» Instructions to follow
Extract each line of the material below that contains the string "target", treating uppercase and lowercase letters as distinct.

» Dataset rows
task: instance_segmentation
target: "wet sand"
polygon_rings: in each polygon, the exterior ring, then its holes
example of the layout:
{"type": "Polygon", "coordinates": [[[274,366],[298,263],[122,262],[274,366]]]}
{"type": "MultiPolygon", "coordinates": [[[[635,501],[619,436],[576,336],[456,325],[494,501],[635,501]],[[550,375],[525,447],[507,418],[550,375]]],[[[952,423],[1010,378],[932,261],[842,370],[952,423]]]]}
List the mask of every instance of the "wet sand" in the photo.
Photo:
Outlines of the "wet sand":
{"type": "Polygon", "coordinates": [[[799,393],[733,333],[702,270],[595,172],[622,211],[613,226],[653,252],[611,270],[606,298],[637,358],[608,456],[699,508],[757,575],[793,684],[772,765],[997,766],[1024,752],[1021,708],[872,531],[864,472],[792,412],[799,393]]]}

* * *

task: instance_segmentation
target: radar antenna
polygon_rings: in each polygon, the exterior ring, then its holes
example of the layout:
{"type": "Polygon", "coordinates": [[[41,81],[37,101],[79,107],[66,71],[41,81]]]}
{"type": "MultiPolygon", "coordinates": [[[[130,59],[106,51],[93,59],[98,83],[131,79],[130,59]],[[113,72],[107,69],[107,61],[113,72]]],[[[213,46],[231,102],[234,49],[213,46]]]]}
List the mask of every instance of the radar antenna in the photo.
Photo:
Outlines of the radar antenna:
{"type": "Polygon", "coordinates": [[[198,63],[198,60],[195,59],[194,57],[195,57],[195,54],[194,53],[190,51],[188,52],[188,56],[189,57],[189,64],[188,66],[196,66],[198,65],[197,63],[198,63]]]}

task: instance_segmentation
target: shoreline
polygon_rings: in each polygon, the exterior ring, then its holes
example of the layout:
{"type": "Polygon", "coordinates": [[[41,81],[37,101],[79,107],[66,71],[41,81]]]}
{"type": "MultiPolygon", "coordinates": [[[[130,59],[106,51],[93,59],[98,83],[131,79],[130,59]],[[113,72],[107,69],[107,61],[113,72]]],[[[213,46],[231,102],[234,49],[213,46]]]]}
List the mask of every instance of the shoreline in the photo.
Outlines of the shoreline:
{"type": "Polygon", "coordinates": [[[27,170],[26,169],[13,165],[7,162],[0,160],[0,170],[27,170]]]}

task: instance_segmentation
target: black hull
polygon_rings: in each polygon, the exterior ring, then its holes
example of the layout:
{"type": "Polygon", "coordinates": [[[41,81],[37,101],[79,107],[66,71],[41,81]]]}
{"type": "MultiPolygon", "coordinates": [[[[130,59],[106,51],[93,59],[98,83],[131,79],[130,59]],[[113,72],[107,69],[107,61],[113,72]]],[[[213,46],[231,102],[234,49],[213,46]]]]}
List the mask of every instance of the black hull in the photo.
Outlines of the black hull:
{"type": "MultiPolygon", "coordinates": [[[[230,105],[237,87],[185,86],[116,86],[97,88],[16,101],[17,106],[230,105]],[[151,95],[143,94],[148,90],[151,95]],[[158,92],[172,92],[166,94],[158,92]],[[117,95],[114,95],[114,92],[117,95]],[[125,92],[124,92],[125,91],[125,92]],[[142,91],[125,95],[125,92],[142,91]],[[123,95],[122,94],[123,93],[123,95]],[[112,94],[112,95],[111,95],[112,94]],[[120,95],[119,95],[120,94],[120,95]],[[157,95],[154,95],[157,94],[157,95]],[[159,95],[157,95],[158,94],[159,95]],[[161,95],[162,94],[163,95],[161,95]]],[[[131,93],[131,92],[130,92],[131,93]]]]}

» Result for this exercise
target: "wet sand"
target: radar antenna
target: shoreline
target: black hull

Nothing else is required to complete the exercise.